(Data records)
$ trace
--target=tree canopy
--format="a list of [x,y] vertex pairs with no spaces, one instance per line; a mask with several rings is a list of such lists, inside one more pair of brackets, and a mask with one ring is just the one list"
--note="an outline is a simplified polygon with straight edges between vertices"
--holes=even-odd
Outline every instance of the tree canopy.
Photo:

---

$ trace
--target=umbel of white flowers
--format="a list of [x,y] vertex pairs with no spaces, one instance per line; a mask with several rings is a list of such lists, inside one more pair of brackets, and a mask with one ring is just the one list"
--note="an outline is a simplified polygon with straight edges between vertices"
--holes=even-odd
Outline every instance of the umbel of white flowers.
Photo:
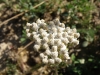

Task details:
Where a line of the entries contains "every", report that line.

Response to this task:
Outline every instance of the tree canopy.
Outline every instance of the umbel of white flowers.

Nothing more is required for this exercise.